Dataset entries

=======

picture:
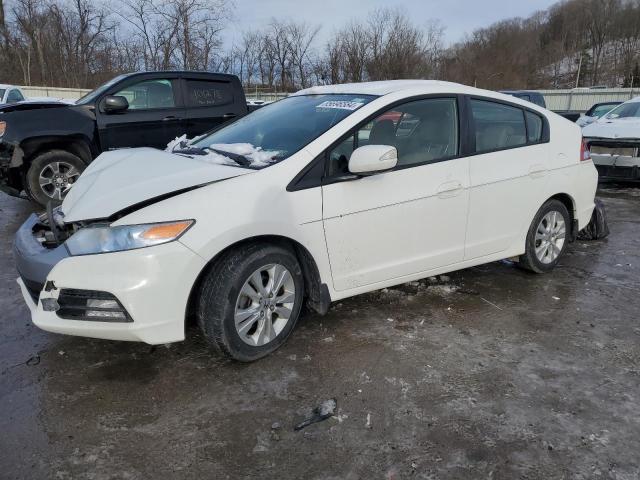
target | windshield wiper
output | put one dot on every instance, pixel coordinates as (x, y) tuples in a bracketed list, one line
[(236, 157), (191, 150)]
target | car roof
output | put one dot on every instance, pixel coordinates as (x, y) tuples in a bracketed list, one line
[(384, 87)]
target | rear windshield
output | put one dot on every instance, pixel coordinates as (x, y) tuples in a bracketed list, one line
[(279, 130)]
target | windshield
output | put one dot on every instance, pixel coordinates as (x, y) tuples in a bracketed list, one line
[(279, 130), (602, 109), (626, 110), (92, 95)]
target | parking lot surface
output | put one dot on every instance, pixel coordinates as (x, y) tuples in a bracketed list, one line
[(490, 372)]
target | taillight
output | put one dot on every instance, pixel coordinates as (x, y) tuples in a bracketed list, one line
[(585, 153)]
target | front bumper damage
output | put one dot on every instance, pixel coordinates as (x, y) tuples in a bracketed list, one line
[(616, 159), (150, 286)]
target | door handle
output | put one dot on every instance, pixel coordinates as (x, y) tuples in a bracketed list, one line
[(449, 189), (537, 171)]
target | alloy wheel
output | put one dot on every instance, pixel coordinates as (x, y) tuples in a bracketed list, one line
[(56, 178), (550, 237), (264, 305)]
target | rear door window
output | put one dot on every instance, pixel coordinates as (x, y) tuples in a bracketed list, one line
[(202, 93), (149, 94), (497, 126)]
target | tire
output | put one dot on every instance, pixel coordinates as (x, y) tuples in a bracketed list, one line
[(60, 168), (551, 228), (223, 298)]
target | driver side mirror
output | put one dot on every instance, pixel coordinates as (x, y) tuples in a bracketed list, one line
[(115, 104), (371, 159)]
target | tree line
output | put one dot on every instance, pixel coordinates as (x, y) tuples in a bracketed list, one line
[(82, 43)]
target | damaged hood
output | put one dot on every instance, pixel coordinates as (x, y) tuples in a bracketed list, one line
[(122, 178), (613, 128)]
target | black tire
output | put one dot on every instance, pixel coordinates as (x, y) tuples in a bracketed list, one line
[(220, 290), (529, 261), (43, 163)]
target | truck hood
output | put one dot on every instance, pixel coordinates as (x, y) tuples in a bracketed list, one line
[(31, 105), (615, 128), (121, 179)]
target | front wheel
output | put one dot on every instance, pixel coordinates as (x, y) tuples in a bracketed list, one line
[(250, 301), (547, 238), (51, 175)]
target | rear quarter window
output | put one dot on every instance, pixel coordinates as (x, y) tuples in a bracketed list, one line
[(534, 127)]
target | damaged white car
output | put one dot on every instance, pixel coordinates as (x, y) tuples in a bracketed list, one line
[(329, 193), (614, 142)]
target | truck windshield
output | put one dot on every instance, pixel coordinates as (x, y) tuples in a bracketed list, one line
[(92, 95), (279, 130), (626, 110)]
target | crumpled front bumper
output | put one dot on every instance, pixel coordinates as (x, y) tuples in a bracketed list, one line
[(617, 166), (152, 284)]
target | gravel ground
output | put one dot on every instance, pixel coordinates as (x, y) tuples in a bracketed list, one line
[(489, 372)]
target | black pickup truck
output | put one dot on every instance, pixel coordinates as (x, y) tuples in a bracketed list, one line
[(44, 146)]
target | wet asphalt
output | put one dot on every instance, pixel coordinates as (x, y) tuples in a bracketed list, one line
[(490, 373)]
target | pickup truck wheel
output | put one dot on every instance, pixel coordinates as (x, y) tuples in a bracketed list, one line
[(51, 175), (547, 238), (250, 301)]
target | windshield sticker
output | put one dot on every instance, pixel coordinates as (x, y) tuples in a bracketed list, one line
[(340, 105)]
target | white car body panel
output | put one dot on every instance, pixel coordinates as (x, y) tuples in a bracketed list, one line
[(364, 234), (613, 128), (379, 212), (115, 181)]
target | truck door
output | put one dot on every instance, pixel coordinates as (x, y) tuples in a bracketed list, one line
[(154, 116), (211, 102)]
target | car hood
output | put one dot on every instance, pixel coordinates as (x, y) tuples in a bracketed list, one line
[(613, 128), (122, 179)]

=======

Short exercise
Copy all of the items above word for word, leaving out the pictures.

Solved exercise
picture:
target | windshield wiper
output | put one dot on every instance, pixel coordinates as (x, y) tuples in a bracketed list, one line
[(236, 157), (191, 150)]
target | car roof
output | put one dot on every instance, pixel coordinates as (x, y) tuples in a bracketed list, one line
[(384, 87)]
target | rear windshield
output | put one dot on every instance, pixel coordinates as (x, y) tuples in a bracketed list, one line
[(279, 130)]
target | windshield
output | put one dot on every instance, pixel coordinates as (x, y) tuples in a bracketed list, one line
[(279, 130), (602, 109), (626, 110), (92, 95)]
target | parking lot surface
output | put one dot on every instance, pixel coordinates as (x, y) tuples in a bracketed list, one line
[(490, 372)]
target | taillight
output | put one dot on every instance, pixel coordinates as (x, y) tuples in a bracketed list, one line
[(585, 153)]
target | front bumper damage
output | put one dot on every instance, pixel coordinates as (x, y) tuples in a bracketed list, one line
[(616, 159), (150, 286)]
target | door handle
output | put one dot on every instance, pixel coordinates as (x, y) tuples in a bracketed list, one line
[(449, 189), (537, 171)]
target | alloy wheel
output | put one dot on every instance, pixel coordinates as (x, y) tuples in a bracketed list, one line
[(56, 178), (550, 237), (264, 305)]
target | rear door window
output | put one dot on every instance, pixel coordinates as (x, y) tuples in a bracketed list, one line
[(202, 93), (149, 94), (497, 126)]
target | tire
output | put one dot on every instance, pixel coordinates as (x, y) tuples in a bracketed list, one line
[(60, 168), (551, 228), (223, 298)]
target | driver side mirror
output | put one dot on every instance, pixel coordinates as (x, y) tuples in a bracketed list, one line
[(115, 104), (371, 159)]
target | tree line
output | put one dot on every instance, pixel coordinates as (x, y) tuples in a bracketed list, one line
[(82, 43)]
target | damaged hood
output | put one dot on every instance, pixel coordinates as (x, y) tuples in a bracketed list, one line
[(122, 178), (613, 128)]
target | black tire
output | put one dot on every instance, pixel coordinates as (x, y) tuples in a bracketed list, one line
[(220, 290), (529, 261), (43, 163)]
target | truck hood
output | put one dot on every instance, pixel coordinates as (x, y) tuples in a bracketed list, one line
[(31, 105), (615, 128), (121, 179)]
target | front wheel
output | put one dot on every instance, pixel coordinates as (x, y) tuples in a bracketed list, one line
[(250, 301), (547, 238), (51, 175)]
target | rear quarter window
output | put one dot on every instance, pixel coordinates as (x, y) tuples in a bracketed list, one line
[(534, 127)]
target | damaged white car
output | put one dot on every instance, pixel coordinates as (x, y) tuples in a bracketed list, one line
[(329, 193), (614, 142)]
target | truck windshield
output | put one dot on every instance, pixel coordinates as (x, y) tuples in a bracketed list, one line
[(92, 95), (279, 130), (626, 110)]
target | crumpled front bumper
output | put one dot on every instance, pixel coordinates as (x, y) tuples in a bracketed list, one line
[(617, 166), (152, 284)]
target | gravel ground
output | put one dot on every instance, pixel coordinates as (x, y) tuples in a bracketed list, one line
[(489, 372)]
target | black pickup truck
output | put one dot on every instance, pixel coordinates as (x, y) tuples in a bracketed list, one line
[(44, 146)]
target | wet asphalt
output | put one dot on every instance, pixel coordinates as (x, y) tuples in a bracketed list, one line
[(490, 373)]
target | pickup truck wheel
output | put one dot on every instance, pixel coordinates as (x, y) tuples in a bracketed list, one line
[(51, 175), (547, 238), (250, 301)]
target | windshield sticker
output | put one dot on every instance, pixel coordinates as (x, y) tuples in a bracketed list, one line
[(340, 105)]
target | white car body panel
output | put one dot on every instance, pixel coordinates as (x, y) tuples in a bracketed list, one line
[(364, 234), (613, 128), (379, 212), (115, 181)]
target | truck door
output | put one dot on every instance, pixel coordinates as (x, y) tuples in a bracketed list, one line
[(154, 116), (211, 102)]
target | car hood
output | put one dot on every instance, pixel coordinates as (x, y) tuples in a bracketed list, one line
[(613, 128), (122, 179)]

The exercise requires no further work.